_Problem to work on:_
Rewrite the records below with each "target" changed to "object" and everything else left as it is.

_Records for this exercise:_
########
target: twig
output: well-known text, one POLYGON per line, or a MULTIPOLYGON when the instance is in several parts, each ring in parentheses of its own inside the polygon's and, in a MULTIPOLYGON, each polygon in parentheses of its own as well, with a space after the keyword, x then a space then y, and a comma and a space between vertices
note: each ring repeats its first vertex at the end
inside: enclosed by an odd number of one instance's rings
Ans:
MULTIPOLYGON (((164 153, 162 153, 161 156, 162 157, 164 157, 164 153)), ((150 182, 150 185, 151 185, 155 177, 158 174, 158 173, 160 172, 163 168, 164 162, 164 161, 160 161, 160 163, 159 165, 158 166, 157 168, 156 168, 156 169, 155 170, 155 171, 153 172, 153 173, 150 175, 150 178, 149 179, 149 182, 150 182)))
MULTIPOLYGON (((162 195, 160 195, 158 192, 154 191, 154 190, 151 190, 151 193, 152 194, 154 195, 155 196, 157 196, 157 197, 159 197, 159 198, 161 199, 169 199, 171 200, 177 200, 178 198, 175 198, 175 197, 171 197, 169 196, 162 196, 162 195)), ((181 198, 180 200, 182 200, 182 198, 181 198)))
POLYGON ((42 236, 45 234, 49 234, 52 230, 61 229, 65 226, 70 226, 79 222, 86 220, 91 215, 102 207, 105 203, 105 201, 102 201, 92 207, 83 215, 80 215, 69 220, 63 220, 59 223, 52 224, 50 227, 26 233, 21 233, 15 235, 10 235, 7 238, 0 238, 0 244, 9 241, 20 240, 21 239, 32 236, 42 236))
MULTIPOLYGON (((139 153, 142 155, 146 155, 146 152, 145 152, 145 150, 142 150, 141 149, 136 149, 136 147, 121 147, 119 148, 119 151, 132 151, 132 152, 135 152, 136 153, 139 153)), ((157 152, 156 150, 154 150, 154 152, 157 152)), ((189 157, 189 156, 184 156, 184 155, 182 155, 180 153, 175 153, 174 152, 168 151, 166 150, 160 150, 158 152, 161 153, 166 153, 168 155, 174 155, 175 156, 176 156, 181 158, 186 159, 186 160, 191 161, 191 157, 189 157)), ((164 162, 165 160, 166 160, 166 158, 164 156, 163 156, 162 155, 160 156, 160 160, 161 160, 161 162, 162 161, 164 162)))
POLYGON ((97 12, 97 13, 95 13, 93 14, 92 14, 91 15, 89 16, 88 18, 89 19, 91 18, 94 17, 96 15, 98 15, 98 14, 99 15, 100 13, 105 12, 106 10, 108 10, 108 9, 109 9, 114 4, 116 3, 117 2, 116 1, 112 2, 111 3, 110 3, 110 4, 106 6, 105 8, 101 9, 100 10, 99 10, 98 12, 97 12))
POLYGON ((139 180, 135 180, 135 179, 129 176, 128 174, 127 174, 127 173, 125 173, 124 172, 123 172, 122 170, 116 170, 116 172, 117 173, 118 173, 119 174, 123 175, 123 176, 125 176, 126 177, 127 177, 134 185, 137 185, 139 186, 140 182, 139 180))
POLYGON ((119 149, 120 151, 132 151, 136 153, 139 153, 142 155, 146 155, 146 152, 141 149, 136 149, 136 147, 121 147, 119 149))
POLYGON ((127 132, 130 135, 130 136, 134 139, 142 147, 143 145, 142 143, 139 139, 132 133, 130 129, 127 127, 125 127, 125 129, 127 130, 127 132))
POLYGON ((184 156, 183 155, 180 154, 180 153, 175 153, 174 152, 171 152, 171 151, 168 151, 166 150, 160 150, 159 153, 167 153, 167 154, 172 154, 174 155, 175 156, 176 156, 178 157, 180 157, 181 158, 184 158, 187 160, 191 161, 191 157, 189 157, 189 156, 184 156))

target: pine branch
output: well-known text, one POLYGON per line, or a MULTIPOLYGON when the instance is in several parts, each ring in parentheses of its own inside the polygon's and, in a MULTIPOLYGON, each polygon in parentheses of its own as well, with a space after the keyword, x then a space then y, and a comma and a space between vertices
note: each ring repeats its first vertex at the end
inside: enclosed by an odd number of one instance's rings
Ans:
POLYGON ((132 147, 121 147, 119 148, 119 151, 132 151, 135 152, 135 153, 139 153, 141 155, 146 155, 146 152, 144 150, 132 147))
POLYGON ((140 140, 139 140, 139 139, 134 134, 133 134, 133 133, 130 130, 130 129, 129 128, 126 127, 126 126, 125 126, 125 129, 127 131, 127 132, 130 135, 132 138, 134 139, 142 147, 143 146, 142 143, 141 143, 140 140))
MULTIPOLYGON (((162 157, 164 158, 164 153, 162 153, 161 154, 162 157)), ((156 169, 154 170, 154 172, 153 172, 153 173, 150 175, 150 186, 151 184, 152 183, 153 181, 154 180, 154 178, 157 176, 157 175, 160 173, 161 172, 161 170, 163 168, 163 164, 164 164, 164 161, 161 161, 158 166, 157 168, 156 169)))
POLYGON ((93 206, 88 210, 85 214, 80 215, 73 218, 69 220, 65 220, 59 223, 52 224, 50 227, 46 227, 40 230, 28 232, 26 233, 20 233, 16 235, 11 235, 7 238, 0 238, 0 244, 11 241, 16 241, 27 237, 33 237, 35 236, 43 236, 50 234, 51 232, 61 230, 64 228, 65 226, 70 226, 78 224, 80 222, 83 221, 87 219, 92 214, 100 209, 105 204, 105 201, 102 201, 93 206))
########
_Solution to this exercise:_
object: twig
output: well-known text, one POLYGON per line, or a MULTIPOLYGON when the instance is in several parts, each ring in parentheses of its own inside the polygon's and, in a MULTIPOLYGON, each polygon in parentheses of its own as well, with a space after the keyword, x then a space then y, and a comma and a space between vertices
note: each ring repeats its first vertex at the end
inside: enclosed by an odd number of one instance's rings
Ans:
MULTIPOLYGON (((164 153, 162 153, 161 156, 162 157, 164 157, 164 153)), ((150 182, 150 185, 151 185, 155 177, 158 174, 158 173, 160 172, 163 168, 164 162, 164 161, 160 161, 160 163, 159 165, 158 166, 157 168, 156 168, 156 169, 155 170, 155 171, 153 172, 153 173, 150 175, 150 178, 149 179, 149 182, 150 182)))
MULTIPOLYGON (((162 195, 160 195, 158 192, 154 191, 154 190, 151 190, 151 193, 152 194, 154 195, 155 196, 157 196, 157 197, 159 197, 159 198, 161 199, 169 199, 171 200, 177 200, 178 198, 175 198, 175 197, 171 197, 169 196, 162 196, 162 195)), ((181 198, 180 200, 182 200, 182 198, 181 198)))
POLYGON ((42 236, 45 234, 49 234, 52 230, 61 229, 65 226, 70 226, 79 222, 86 220, 91 215, 102 207, 105 203, 105 201, 102 201, 92 207, 83 215, 80 215, 69 220, 63 220, 59 223, 52 224, 50 227, 26 233, 21 233, 15 235, 10 235, 7 238, 0 238, 0 244, 9 241, 20 240, 21 239, 32 236, 42 236))
MULTIPOLYGON (((139 153, 142 155, 146 155, 146 152, 145 152, 145 150, 142 150, 141 149, 136 149, 136 147, 121 147, 119 148, 119 151, 132 151, 132 152, 135 152, 136 153, 139 153)), ((157 152, 156 150, 154 150, 154 152, 157 152)), ((189 157, 189 156, 184 156, 184 155, 182 155, 180 153, 175 153, 174 152, 168 151, 166 150, 160 150, 158 152, 161 153, 166 153, 168 155, 174 155, 175 156, 176 156, 181 158, 186 159, 186 160, 191 161, 191 157, 189 157)), ((164 162, 165 160, 166 160, 166 158, 164 156, 163 156, 162 155, 160 156, 160 160, 161 160, 161 162, 162 161, 164 162)))
POLYGON ((97 12, 97 13, 95 13, 93 14, 92 14, 91 15, 89 16, 88 18, 89 19, 91 18, 94 17, 96 15, 98 15, 98 14, 99 15, 100 13, 105 12, 106 10, 108 10, 108 9, 109 9, 114 4, 116 3, 117 2, 116 1, 112 2, 111 3, 110 3, 110 4, 106 6, 105 8, 101 9, 100 10, 99 10, 98 12, 97 12))
POLYGON ((139 180, 135 180, 135 179, 129 176, 128 174, 127 174, 127 173, 125 173, 124 172, 123 172, 122 170, 116 170, 116 172, 117 173, 118 173, 119 174, 123 175, 123 176, 125 176, 126 177, 127 177, 134 185, 137 185, 139 186, 140 182, 139 180))
POLYGON ((119 149, 120 151, 132 151, 136 153, 139 153, 142 155, 146 155, 146 152, 141 149, 136 149, 136 147, 121 147, 119 149))
POLYGON ((127 132, 130 135, 130 136, 134 139, 142 147, 143 145, 142 143, 139 139, 132 133, 130 129, 127 127, 125 127, 125 129, 127 130, 127 132))
POLYGON ((184 156, 183 155, 180 154, 180 153, 175 153, 174 152, 171 152, 171 151, 168 151, 166 150, 160 150, 159 153, 167 153, 167 154, 172 154, 174 155, 175 156, 176 156, 178 157, 180 157, 181 158, 184 158, 187 160, 191 161, 191 157, 189 157, 189 156, 184 156))

object: pine branch
output: well-known text, one POLYGON per line, or a MULTIPOLYGON when the instance is in several parts, each ring in parentheses of its own inside the polygon's and, in a MULTIPOLYGON, each polygon in parentheses of its own as well, with a space after the keyword, x then a space then y, and a comma and a space between vertices
note: each ring repeats its first vertex at the end
inside: enclosed by an odd number of one instance's rings
Ans:
POLYGON ((132 147, 121 147, 119 148, 119 151, 132 151, 135 152, 135 153, 139 153, 141 155, 146 155, 146 152, 144 150, 132 147))
POLYGON ((140 140, 139 140, 139 139, 134 134, 133 134, 133 133, 130 130, 130 129, 129 128, 126 127, 126 126, 125 126, 125 129, 127 131, 127 132, 130 135, 132 138, 134 139, 142 147, 143 146, 142 143, 141 143, 140 140))
MULTIPOLYGON (((162 157, 164 158, 164 153, 162 153, 161 154, 162 157)), ((156 169, 154 170, 154 172, 153 172, 153 173, 150 175, 150 186, 151 184, 152 183, 153 181, 154 180, 154 178, 157 176, 157 175, 160 173, 161 172, 161 170, 163 168, 163 164, 164 164, 164 161, 161 161, 158 166, 157 168, 156 169)))
POLYGON ((93 206, 88 210, 85 214, 80 215, 73 218, 69 220, 65 220, 59 223, 52 224, 50 227, 46 227, 40 230, 28 232, 26 233, 20 233, 16 235, 11 235, 7 238, 0 238, 0 244, 11 241, 16 241, 27 237, 33 237, 35 236, 43 236, 50 234, 51 232, 61 230, 64 228, 65 226, 70 226, 78 224, 80 222, 83 221, 87 219, 92 214, 100 209, 105 204, 105 201, 102 201, 93 206))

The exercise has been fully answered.